### TASK OBJECTIVE
How many lines in the material below contain the string "lake"? Case counts, so give only the number.

### DATA TO PROCESS
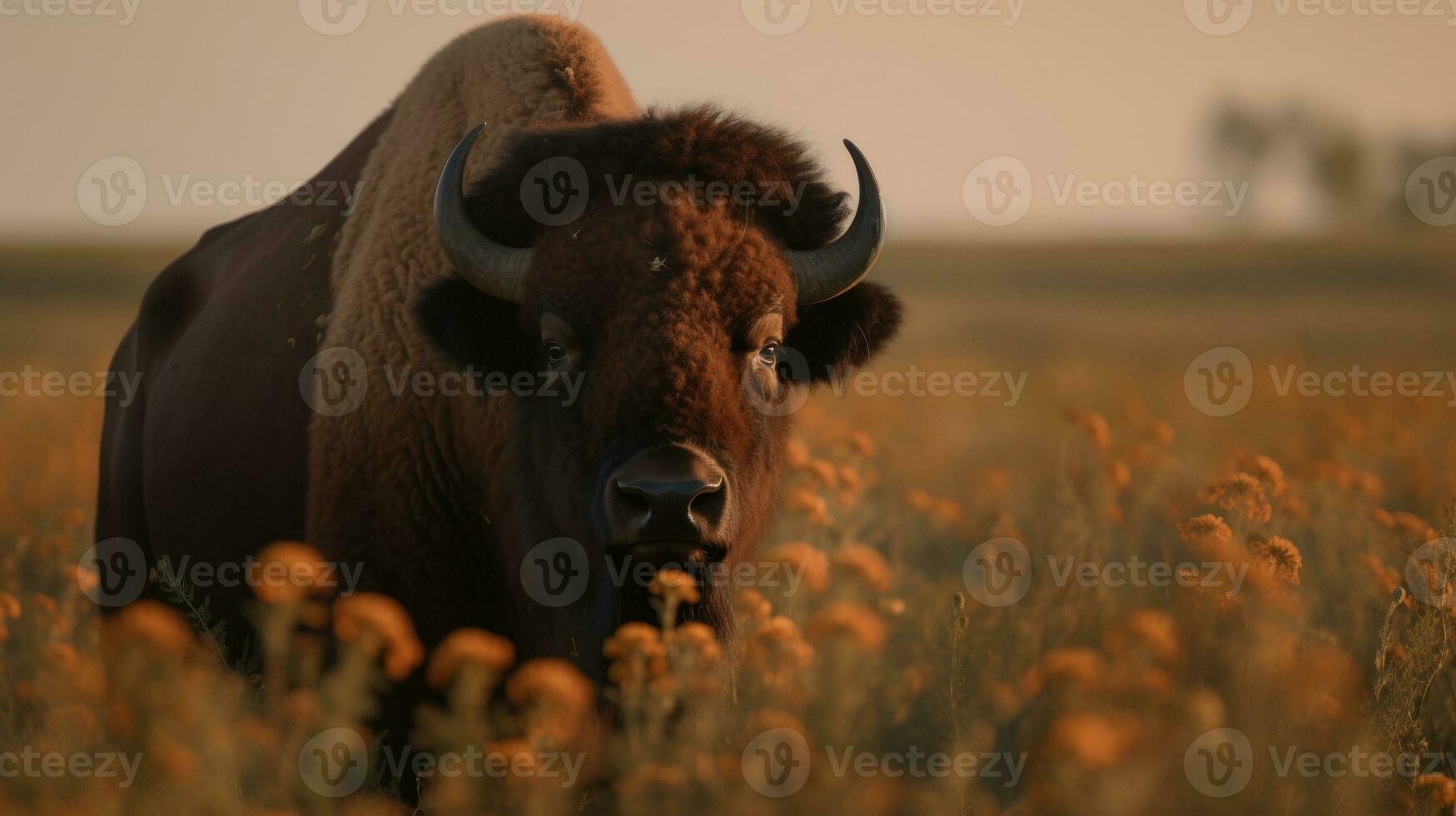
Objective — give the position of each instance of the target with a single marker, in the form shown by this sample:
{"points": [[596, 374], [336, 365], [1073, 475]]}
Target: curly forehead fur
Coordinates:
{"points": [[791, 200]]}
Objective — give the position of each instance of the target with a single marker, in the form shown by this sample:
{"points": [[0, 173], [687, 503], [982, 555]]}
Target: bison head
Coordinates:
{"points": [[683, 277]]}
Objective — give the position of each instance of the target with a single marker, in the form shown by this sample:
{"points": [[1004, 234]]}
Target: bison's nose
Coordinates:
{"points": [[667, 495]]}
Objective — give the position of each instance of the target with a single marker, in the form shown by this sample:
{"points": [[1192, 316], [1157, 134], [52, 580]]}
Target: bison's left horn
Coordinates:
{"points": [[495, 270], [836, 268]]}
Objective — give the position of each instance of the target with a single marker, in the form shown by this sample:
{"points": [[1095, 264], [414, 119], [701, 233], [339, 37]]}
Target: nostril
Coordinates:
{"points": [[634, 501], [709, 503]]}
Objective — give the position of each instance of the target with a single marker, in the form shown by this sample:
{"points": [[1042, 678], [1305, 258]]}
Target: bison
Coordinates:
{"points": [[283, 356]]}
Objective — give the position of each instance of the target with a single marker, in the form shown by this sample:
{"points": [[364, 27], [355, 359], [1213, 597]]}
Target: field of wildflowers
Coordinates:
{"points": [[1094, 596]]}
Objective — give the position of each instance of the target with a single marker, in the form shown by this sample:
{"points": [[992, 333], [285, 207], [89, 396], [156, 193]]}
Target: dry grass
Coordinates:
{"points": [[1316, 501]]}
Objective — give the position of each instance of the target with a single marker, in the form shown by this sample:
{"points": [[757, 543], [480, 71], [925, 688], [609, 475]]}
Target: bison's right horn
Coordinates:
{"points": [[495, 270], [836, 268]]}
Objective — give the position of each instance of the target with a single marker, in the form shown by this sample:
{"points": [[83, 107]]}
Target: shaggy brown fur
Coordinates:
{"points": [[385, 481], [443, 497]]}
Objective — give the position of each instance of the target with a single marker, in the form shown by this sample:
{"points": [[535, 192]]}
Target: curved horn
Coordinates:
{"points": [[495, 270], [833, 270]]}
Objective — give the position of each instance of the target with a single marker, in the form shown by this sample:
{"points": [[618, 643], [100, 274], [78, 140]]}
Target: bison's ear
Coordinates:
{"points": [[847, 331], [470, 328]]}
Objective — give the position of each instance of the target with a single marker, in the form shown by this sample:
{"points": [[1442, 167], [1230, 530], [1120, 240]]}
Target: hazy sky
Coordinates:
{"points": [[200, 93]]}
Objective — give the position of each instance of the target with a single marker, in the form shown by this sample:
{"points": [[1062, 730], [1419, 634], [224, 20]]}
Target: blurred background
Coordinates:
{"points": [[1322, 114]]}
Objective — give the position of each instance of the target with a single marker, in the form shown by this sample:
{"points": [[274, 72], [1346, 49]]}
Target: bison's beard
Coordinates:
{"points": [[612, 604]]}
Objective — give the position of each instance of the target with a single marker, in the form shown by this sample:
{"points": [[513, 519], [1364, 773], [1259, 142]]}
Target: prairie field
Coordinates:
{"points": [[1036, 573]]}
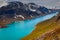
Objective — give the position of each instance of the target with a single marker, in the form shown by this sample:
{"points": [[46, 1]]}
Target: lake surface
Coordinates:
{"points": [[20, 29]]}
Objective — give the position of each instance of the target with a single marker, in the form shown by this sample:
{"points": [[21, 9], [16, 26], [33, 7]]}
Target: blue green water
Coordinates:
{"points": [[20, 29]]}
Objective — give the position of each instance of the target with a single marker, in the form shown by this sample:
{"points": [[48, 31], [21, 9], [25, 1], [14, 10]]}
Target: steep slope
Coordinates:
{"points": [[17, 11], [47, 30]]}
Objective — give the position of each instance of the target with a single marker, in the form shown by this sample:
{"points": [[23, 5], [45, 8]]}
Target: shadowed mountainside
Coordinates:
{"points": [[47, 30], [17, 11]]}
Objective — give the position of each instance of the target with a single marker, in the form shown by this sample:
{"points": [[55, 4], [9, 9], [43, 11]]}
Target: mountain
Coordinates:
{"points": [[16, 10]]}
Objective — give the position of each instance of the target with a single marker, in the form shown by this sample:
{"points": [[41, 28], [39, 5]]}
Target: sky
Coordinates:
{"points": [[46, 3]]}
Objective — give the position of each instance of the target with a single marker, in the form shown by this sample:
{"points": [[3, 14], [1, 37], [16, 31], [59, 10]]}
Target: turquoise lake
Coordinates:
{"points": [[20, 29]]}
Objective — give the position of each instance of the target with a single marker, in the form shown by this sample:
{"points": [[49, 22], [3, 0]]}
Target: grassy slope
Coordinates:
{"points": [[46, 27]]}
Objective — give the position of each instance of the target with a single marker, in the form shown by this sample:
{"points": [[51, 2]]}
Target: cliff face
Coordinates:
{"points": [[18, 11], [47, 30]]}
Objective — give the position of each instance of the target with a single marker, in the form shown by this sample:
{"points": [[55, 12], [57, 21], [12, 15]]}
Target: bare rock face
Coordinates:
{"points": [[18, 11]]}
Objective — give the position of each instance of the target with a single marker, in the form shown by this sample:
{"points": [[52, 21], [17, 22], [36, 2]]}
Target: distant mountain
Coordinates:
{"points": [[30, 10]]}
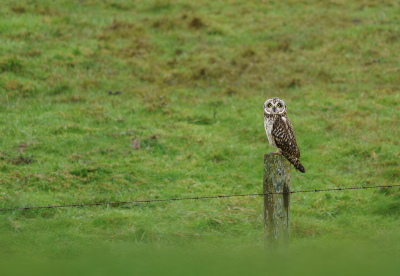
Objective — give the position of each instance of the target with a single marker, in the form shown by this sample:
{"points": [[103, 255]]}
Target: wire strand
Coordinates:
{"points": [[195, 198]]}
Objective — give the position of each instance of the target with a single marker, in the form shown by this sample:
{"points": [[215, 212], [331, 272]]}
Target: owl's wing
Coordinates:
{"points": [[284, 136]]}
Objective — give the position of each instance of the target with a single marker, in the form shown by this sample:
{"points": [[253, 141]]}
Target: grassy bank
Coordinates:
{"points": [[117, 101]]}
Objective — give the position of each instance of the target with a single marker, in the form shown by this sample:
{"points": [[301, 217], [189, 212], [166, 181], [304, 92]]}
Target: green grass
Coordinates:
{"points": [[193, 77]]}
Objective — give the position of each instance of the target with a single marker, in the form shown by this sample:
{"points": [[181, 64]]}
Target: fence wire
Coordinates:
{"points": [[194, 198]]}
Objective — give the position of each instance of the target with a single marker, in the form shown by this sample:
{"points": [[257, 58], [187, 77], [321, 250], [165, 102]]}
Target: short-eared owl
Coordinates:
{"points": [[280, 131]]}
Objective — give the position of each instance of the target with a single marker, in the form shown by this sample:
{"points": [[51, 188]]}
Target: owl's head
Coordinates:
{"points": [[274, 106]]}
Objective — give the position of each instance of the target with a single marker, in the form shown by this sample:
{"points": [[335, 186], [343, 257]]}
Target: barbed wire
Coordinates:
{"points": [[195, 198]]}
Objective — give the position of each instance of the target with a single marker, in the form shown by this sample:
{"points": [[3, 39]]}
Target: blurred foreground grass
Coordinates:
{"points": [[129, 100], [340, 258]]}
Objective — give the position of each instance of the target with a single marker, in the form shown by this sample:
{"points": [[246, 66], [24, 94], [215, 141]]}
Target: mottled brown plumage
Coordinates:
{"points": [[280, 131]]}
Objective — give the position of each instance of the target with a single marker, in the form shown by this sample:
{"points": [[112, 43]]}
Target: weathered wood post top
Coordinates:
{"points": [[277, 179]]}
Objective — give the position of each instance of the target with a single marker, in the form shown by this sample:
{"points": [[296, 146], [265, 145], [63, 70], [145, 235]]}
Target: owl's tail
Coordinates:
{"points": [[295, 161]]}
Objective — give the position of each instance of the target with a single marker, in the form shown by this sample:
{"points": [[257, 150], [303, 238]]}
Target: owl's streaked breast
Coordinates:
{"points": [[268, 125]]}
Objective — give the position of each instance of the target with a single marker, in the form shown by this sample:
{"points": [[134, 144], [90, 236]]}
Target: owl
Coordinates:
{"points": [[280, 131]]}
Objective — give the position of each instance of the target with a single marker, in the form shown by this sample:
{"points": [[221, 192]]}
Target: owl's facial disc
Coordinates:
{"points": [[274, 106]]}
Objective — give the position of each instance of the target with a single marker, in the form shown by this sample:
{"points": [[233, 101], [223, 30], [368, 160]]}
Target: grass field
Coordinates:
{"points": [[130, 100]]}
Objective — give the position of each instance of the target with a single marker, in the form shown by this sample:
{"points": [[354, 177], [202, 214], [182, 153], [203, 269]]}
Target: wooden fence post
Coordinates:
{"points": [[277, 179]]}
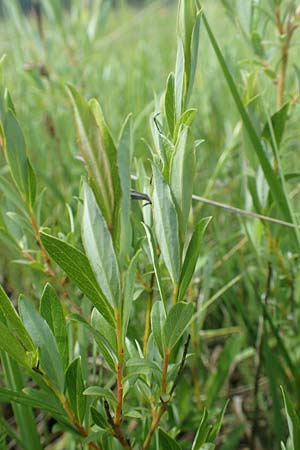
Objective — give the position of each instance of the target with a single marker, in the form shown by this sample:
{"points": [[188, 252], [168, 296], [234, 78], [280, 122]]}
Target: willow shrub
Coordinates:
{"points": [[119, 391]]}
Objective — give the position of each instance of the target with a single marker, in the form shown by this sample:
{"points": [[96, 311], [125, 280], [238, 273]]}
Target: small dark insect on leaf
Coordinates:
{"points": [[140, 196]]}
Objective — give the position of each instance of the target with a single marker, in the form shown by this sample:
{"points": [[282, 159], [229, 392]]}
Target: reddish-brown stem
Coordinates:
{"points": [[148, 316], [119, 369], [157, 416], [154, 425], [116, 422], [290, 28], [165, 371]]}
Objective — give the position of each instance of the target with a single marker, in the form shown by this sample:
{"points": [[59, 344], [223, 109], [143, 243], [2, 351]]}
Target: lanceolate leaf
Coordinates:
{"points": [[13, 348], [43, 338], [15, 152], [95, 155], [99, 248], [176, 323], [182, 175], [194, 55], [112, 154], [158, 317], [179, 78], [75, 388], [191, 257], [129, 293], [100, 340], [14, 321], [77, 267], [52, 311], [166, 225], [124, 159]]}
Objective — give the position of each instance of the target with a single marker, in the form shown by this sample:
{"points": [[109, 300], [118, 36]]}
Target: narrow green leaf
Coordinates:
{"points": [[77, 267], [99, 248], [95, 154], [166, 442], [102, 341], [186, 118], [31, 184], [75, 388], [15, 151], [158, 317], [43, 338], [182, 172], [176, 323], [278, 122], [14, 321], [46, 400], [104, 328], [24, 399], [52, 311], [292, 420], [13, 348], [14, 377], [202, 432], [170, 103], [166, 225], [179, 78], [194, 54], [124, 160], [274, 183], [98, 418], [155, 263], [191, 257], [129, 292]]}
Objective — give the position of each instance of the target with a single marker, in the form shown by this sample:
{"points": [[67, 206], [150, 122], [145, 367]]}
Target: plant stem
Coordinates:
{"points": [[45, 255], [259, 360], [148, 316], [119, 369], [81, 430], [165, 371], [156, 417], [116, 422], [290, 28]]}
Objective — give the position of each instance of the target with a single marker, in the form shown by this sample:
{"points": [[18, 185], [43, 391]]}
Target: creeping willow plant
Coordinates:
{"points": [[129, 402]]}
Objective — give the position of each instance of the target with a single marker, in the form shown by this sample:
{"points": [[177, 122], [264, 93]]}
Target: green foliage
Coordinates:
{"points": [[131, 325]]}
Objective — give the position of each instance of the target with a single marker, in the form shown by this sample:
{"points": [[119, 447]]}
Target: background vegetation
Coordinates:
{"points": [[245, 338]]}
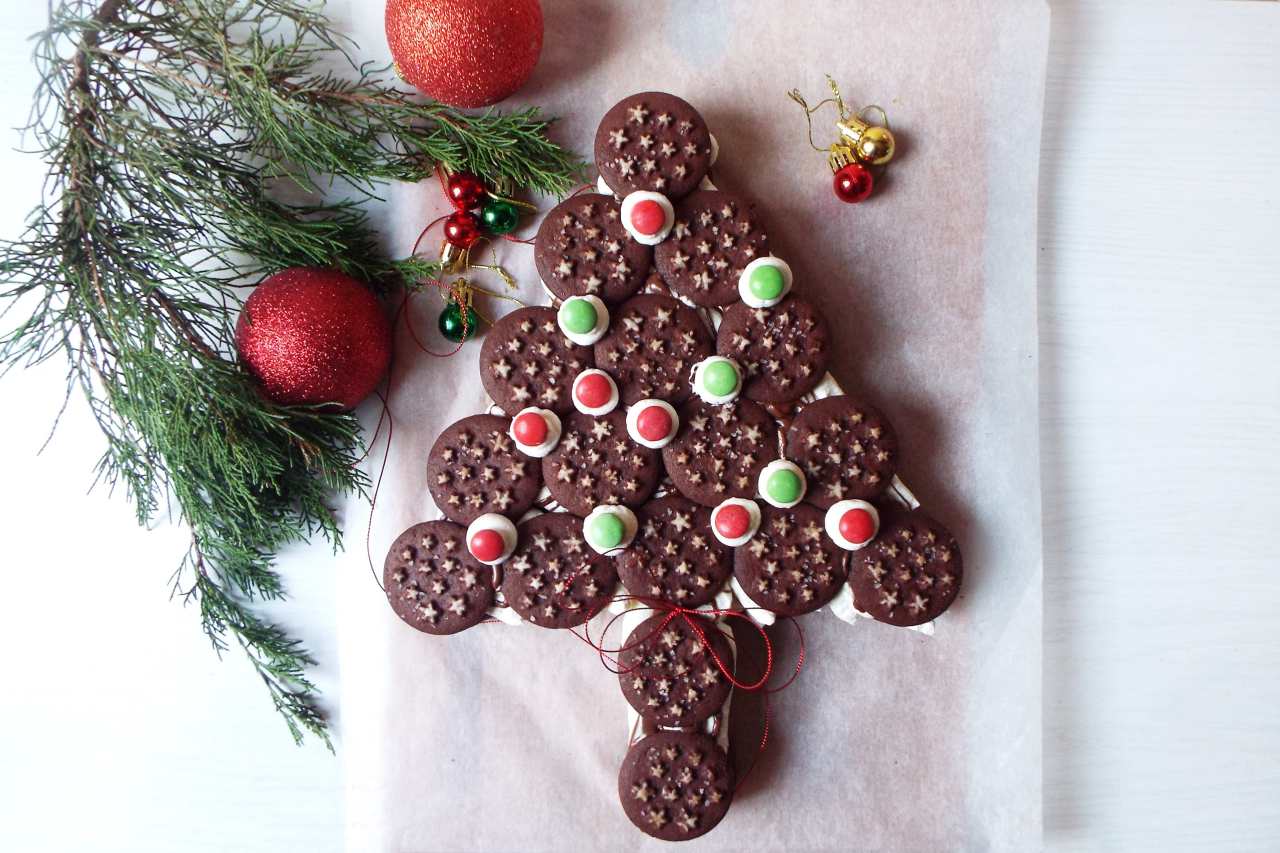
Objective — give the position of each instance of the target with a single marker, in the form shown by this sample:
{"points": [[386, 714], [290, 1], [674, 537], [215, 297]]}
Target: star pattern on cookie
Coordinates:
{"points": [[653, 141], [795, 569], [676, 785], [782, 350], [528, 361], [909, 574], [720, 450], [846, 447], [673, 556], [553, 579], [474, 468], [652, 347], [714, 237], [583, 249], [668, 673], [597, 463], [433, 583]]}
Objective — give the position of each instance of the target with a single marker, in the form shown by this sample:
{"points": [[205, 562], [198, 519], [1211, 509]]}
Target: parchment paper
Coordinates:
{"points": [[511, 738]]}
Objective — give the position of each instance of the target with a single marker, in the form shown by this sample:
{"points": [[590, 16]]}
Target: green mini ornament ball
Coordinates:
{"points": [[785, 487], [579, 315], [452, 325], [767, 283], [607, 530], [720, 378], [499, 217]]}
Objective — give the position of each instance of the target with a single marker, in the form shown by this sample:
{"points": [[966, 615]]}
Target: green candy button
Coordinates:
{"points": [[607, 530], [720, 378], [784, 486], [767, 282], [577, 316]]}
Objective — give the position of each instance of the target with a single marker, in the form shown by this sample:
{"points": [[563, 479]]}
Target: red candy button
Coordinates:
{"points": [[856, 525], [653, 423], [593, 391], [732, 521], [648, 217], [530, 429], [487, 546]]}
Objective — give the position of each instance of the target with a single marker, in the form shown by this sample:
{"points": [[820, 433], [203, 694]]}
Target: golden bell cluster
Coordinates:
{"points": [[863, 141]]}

### COMPLETE OUTPUT
2